- **Data listing**
▬▬▬▬▬▬▬▬▬▬

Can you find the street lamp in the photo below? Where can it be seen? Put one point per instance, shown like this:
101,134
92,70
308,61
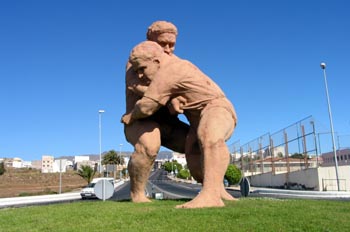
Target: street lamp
323,66
120,149
100,112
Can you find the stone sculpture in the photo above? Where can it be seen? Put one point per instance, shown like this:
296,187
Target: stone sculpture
211,115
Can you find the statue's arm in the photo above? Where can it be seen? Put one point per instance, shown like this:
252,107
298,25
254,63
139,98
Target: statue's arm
144,107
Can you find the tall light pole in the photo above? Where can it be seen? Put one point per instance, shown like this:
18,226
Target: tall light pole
323,66
100,112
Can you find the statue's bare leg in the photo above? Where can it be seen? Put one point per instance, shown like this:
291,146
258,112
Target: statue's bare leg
145,137
194,163
215,127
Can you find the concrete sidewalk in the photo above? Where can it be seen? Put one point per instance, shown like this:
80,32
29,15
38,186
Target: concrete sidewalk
43,199
287,193
37,200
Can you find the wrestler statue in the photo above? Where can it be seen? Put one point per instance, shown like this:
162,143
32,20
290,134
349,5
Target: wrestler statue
211,115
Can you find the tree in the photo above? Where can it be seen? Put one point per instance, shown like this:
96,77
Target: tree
2,168
112,157
233,174
87,173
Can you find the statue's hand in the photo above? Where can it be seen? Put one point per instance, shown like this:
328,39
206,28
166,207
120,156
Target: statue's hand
175,106
126,119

▬▬▬▬▬▬▬▬▬▬

- **Problem details**
Copy every entry above word for word, and leave the picture out of your copy.

- **Written response**
Can you find the street lamp in the photo below? Where can it be seen? Put one point per instance, shown like this:
101,134
92,70
308,61
Target: street lamp
323,66
120,149
100,112
Can you find the stone sculpture in the photo above? Where can it be seen? Put one point per instance, shown like this:
296,187
Target: stone sculpture
211,115
Can you find the statue's arm in the photo above? Where can it be seen? Put one point per instance, shown like this:
252,107
298,25
254,63
139,98
Target: statue's arm
144,107
Can you find the tall light pole in the photo above? Where can it be seen? Put one point per instance, shown like this:
18,226
Target: tall light pole
323,66
100,112
Can you find the statue's bare leg in the photo above? Where can it be seen? Put one point per instance, shown like this:
291,146
258,112
Target: statue's bare leg
145,137
194,163
215,127
Can you find the concrete sidewalk in the photo above? Where can it be seen? Put one point per instance, shown like this:
80,32
29,15
38,186
Target: concrete sidewalk
43,199
287,193
37,200
Can you find the wrestler statue in the photo above? Where can it be seen? Put one point per instance, shown like this:
162,143
32,20
290,134
349,5
Target: wrestler statue
211,115
Can you find the tree in the photo above? Where can it be seen? Put one point per instance, shown like this:
96,77
Target: tree
2,168
112,157
233,174
87,173
Can you find the statue's hand in the photo above? Where can it be seen? Put one point per instance, shown like this:
328,39
206,28
166,207
120,156
Target: statue's hand
175,106
126,119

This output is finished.